Stored data:
###

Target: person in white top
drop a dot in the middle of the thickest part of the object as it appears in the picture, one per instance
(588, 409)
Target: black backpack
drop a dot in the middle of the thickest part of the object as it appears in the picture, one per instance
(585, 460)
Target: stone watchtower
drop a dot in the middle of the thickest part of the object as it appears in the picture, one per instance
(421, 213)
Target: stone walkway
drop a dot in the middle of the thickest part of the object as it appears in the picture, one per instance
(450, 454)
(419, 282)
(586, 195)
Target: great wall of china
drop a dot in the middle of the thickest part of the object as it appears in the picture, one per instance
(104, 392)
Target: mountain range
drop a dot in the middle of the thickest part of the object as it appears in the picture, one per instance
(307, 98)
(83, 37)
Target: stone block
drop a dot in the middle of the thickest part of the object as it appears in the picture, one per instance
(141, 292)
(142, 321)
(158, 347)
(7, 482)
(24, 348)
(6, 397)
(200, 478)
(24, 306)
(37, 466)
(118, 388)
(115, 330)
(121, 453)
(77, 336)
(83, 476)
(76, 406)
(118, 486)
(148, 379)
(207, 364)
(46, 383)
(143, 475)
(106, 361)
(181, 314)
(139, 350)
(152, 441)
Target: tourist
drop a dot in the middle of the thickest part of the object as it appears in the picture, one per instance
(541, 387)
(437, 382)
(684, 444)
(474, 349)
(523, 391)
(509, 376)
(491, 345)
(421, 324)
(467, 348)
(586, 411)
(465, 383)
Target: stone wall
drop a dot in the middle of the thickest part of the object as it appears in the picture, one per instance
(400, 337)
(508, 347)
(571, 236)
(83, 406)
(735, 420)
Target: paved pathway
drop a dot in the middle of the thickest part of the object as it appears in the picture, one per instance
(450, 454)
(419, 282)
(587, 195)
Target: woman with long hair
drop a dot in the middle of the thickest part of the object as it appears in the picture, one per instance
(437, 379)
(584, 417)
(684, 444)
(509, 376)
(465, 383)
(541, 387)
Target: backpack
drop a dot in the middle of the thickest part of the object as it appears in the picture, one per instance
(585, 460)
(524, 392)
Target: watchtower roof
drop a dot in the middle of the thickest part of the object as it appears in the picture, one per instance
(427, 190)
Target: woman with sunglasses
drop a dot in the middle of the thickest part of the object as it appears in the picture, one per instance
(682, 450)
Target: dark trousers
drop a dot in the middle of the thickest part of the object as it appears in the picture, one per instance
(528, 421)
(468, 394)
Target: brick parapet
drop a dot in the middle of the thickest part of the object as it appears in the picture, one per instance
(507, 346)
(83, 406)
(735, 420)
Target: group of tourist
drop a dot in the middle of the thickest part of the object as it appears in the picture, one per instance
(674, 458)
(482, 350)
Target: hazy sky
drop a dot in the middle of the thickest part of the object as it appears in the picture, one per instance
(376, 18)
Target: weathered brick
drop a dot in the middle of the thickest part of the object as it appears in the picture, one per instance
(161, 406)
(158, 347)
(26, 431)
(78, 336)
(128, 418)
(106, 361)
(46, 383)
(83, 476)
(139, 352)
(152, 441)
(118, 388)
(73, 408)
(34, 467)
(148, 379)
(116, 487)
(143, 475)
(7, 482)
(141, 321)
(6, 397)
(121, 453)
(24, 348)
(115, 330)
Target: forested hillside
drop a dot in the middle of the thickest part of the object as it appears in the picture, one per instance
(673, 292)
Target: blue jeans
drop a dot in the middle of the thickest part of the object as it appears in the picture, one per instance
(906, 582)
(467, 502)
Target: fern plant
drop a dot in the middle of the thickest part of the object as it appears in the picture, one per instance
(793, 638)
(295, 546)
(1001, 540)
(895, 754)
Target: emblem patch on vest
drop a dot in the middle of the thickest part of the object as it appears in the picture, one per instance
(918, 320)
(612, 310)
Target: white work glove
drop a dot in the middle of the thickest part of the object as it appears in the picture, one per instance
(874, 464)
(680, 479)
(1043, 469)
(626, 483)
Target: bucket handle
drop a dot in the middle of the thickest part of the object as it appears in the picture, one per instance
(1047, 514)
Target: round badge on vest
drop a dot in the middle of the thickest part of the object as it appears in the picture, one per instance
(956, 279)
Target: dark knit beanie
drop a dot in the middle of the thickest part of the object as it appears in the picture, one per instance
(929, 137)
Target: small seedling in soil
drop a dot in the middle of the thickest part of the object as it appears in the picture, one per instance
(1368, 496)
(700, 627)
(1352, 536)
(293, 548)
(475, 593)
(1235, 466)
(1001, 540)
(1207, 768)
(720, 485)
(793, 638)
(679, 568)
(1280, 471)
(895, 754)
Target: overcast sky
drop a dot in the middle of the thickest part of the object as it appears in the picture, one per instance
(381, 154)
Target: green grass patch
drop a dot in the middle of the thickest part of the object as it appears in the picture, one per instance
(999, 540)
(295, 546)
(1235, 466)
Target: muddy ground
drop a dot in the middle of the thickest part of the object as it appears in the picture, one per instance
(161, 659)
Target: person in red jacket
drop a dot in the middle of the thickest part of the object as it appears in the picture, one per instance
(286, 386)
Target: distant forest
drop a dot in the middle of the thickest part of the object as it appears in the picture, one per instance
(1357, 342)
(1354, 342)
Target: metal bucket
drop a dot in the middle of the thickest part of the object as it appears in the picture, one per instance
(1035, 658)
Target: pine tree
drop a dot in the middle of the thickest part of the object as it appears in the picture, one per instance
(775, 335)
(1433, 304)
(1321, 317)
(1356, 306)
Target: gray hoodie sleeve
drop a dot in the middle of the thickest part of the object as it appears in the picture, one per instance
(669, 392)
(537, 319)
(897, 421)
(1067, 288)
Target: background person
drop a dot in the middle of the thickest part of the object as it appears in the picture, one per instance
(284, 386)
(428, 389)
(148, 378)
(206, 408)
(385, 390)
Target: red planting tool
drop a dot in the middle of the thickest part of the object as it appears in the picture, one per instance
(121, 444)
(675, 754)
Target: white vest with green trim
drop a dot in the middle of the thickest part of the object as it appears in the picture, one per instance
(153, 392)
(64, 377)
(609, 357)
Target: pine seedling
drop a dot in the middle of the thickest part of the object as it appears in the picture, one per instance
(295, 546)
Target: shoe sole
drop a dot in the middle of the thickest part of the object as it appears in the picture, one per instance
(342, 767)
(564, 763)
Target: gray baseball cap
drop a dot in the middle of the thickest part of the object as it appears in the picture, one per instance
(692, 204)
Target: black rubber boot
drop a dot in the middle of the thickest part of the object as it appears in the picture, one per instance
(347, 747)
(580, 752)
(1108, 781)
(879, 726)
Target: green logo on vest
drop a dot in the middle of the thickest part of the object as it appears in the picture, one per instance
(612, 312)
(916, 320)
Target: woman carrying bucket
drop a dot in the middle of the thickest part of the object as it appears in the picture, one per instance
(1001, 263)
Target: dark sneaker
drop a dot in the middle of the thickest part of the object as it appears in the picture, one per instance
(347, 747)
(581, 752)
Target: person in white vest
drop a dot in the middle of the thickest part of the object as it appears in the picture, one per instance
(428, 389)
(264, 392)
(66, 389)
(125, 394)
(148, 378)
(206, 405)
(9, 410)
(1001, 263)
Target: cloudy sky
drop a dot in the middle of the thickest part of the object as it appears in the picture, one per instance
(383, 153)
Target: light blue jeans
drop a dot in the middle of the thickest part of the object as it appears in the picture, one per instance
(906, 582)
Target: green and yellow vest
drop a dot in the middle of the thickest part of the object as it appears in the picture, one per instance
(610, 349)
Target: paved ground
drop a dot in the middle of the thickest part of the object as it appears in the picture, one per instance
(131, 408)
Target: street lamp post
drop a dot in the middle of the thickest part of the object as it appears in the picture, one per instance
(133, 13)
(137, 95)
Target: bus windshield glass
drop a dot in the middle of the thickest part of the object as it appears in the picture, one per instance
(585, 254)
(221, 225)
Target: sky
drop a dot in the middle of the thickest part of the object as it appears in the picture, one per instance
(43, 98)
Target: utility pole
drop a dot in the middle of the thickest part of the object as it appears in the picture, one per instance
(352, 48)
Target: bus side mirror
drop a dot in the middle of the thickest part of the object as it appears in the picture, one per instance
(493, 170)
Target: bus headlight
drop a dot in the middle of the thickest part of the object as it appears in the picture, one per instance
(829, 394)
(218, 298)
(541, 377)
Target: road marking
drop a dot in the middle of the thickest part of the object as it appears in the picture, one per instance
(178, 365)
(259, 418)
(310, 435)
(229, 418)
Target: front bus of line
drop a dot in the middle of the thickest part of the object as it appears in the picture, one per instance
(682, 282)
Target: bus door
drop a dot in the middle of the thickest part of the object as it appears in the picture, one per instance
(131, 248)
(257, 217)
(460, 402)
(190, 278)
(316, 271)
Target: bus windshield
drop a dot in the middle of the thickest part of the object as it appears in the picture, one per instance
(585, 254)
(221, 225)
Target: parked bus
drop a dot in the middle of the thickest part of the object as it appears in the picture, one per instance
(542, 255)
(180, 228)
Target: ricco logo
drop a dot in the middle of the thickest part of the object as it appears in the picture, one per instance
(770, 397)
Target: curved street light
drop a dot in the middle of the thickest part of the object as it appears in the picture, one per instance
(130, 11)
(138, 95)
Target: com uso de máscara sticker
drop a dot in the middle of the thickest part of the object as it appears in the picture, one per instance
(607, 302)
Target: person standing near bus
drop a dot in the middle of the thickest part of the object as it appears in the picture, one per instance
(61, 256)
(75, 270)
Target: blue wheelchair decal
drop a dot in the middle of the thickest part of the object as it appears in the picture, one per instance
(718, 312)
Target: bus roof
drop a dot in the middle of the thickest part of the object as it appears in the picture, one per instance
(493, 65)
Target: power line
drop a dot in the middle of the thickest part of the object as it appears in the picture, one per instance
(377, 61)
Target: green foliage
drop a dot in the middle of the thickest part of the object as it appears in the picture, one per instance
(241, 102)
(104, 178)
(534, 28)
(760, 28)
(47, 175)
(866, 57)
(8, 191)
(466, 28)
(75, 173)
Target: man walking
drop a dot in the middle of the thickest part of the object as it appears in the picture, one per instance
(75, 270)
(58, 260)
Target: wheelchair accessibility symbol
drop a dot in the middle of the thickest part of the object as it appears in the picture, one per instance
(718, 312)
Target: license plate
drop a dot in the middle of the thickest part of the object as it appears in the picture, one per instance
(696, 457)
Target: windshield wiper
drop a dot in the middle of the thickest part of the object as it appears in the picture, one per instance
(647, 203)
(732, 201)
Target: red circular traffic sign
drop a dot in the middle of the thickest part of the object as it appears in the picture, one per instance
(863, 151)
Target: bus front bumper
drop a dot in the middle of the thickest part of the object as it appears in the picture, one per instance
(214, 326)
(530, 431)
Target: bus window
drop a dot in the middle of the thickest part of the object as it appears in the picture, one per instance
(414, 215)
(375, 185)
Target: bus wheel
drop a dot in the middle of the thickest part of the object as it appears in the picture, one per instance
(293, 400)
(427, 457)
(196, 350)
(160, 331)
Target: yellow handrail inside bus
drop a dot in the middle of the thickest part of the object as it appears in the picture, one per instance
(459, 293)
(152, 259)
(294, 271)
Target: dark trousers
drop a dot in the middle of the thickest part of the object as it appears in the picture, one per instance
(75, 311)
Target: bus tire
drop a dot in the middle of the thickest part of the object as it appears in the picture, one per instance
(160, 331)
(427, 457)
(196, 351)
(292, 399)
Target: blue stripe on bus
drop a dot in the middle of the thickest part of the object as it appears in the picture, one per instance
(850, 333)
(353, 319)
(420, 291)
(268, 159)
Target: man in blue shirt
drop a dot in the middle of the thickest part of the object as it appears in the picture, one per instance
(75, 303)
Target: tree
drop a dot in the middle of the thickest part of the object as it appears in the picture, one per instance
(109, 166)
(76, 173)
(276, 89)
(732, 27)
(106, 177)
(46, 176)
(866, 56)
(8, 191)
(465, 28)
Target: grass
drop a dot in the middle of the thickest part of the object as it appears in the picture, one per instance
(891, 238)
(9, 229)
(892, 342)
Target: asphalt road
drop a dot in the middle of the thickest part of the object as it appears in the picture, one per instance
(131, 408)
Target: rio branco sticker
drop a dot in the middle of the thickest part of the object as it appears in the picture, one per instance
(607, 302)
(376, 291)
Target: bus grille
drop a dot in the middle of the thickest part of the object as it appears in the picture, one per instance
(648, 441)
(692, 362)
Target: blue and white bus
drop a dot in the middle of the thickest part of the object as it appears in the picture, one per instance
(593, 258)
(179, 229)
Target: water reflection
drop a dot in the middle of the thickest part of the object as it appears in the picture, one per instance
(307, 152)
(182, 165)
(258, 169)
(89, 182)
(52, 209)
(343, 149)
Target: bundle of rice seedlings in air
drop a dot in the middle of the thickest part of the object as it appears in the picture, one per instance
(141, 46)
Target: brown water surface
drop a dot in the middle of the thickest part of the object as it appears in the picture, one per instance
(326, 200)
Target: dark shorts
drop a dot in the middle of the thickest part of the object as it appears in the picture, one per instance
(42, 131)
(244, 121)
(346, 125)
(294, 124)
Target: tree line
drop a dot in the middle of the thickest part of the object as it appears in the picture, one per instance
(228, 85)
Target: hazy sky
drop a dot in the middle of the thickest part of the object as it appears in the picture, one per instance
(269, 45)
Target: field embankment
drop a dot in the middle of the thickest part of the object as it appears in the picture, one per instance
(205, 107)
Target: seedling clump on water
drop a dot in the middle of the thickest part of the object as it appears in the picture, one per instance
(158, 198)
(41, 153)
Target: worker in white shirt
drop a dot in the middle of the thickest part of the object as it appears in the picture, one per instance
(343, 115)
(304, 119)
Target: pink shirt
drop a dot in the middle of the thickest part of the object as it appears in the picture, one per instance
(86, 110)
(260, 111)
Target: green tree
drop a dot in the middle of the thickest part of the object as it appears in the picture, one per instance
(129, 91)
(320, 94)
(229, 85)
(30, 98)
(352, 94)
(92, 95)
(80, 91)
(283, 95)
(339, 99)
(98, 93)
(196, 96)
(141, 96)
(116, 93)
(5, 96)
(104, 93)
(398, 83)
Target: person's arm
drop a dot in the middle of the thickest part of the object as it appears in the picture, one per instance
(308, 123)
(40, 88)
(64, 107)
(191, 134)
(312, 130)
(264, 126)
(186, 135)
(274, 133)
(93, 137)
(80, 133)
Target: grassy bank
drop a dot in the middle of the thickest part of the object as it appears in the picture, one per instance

###

#### EXERCISE REQUIREMENTS:
Please retype, with no changes, the lines that run from the first line of the entries to the line with "Target: stone block", both ends included.

#### SOLUTION TO THE PROBLEM:
Target: person in white top
drop a dot in the middle of the thickest part of the object as it appears in the picture, one per instance
(588, 409)
Target: black backpack
drop a dot in the middle of the thickest part of the object as it appears in the picture, one per instance
(585, 460)
Target: stone watchtower
drop a dot in the middle of the thickest part of the object as it appears in the picture, one per instance
(421, 213)
Target: stone walkway
drop a dot in the middle of the thickest part of the object as it appears in the picture, one per instance
(450, 454)
(419, 282)
(586, 195)
Target: great wall of china
drop a dot in the middle of the thickest part of the object as it appears in the picture, one per instance
(104, 392)
Target: mountain range
drop a dot in the middle of the thickest part of the object as it appears in the picture, one per instance
(307, 98)
(83, 37)
Target: stone block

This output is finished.